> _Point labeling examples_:
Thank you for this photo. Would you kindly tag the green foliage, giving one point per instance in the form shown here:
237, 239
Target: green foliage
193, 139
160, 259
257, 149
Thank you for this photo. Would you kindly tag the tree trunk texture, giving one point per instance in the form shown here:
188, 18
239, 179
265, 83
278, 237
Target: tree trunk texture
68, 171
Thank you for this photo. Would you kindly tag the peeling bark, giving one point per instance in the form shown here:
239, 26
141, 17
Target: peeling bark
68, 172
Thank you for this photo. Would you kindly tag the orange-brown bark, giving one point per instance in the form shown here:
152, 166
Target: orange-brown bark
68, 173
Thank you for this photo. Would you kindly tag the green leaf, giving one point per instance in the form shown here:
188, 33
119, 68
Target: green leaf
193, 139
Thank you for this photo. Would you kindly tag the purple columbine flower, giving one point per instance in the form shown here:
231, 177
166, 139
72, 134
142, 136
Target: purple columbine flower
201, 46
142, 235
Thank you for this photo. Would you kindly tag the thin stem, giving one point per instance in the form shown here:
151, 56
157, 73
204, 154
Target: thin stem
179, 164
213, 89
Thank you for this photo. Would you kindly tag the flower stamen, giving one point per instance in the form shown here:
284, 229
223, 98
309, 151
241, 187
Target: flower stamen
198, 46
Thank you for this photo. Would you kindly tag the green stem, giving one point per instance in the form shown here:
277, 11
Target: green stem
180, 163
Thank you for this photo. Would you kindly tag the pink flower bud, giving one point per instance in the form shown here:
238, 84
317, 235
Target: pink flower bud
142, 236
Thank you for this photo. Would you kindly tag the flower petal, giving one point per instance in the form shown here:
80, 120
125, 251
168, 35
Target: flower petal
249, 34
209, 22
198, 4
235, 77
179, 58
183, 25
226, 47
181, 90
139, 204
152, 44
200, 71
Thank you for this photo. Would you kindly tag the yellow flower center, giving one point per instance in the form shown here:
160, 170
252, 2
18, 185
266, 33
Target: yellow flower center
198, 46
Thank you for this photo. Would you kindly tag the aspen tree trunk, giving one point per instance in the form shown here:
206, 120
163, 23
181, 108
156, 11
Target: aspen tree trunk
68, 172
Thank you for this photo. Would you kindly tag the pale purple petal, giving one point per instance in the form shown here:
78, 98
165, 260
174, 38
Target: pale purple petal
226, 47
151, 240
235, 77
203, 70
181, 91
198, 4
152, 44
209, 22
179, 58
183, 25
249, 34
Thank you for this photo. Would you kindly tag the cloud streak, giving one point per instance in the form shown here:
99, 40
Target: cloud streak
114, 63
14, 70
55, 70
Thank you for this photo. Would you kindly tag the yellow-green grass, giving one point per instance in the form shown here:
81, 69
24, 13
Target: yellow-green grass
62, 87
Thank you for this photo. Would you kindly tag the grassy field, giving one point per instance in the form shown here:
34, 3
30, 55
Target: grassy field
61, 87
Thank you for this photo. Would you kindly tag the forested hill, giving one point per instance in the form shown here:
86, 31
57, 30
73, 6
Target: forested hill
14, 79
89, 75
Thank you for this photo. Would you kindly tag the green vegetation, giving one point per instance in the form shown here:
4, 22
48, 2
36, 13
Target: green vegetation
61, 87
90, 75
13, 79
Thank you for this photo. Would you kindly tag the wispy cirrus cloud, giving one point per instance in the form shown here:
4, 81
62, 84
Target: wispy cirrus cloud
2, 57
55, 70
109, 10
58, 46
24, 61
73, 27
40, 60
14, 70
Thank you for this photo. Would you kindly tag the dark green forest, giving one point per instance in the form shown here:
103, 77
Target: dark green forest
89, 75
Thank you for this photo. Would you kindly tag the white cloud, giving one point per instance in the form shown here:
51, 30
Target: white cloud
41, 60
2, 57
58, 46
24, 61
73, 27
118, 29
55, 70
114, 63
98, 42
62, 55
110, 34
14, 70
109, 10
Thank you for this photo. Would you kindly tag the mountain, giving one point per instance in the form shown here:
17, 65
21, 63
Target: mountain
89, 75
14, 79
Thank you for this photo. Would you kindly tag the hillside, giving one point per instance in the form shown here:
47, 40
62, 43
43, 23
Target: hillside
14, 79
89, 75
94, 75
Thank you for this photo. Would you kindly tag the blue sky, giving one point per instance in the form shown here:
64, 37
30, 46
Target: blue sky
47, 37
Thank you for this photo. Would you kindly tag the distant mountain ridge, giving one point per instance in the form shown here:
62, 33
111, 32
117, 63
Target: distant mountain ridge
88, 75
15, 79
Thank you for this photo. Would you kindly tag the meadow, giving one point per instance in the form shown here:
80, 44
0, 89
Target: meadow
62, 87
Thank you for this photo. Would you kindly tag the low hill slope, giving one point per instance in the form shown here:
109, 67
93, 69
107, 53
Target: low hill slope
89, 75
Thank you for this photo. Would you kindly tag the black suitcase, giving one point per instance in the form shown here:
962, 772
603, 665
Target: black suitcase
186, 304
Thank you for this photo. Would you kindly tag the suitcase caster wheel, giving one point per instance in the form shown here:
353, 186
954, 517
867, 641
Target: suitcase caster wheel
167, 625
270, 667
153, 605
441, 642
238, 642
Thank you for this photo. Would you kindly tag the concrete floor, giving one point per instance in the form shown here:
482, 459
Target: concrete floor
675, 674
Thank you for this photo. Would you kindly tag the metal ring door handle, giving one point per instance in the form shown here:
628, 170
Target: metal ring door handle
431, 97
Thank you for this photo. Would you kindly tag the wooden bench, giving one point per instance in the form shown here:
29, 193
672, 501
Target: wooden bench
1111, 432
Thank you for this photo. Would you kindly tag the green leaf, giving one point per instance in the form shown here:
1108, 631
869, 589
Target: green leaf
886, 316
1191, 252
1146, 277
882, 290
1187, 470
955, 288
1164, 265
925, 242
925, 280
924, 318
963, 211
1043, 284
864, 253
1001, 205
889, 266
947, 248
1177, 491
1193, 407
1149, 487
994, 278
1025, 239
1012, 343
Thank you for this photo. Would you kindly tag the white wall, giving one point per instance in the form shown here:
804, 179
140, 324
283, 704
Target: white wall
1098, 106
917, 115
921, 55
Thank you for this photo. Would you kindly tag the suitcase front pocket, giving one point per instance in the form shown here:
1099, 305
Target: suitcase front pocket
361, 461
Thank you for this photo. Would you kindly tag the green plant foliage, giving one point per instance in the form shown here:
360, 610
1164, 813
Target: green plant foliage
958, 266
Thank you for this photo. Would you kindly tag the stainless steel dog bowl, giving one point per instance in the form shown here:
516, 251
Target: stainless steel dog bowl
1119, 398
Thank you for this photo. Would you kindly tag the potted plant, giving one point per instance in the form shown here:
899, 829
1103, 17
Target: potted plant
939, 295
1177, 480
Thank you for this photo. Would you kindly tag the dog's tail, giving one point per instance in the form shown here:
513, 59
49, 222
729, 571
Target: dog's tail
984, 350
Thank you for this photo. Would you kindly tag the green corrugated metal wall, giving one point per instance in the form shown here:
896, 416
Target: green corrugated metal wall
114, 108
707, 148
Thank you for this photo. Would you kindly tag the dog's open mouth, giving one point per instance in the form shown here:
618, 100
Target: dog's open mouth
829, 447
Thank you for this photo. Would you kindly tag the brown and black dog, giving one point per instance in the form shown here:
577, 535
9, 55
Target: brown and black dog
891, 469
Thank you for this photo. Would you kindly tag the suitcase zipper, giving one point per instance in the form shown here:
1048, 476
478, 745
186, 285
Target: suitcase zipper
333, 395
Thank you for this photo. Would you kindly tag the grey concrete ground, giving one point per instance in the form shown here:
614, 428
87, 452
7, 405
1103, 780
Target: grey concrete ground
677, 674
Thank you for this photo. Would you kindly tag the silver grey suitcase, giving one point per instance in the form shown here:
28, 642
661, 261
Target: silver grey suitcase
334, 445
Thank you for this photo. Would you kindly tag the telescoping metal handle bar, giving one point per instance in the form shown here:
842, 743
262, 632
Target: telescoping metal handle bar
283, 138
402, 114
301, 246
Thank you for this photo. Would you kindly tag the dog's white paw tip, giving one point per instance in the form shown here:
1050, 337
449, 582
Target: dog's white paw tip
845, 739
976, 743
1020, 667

> _Aim of the exercise_: Output the part of the records that opens with the line containing "Thank you for this photo. Would you kindly tag the telescoping" and runs through the end of the records as a numbered list, one line per item and blank lines omitted.

> _Task solution_:
1. Thank you for this photo. Would you kindly tag the telescoping metal handle bar, giving one point per instance in the form shown here:
2. 842, 743
3. 262, 632
4. Target: telescoping metal handle bar
5. 283, 138
6. 402, 114
7. 301, 246
8. Thank you for this photo. Would you kindly tag the dog's white paw tip, giving one point per instance in the form shown here:
9. 1050, 337
10. 449, 582
11. Target: dog's white paw tip
12. 845, 739
13. 976, 743
14. 1020, 667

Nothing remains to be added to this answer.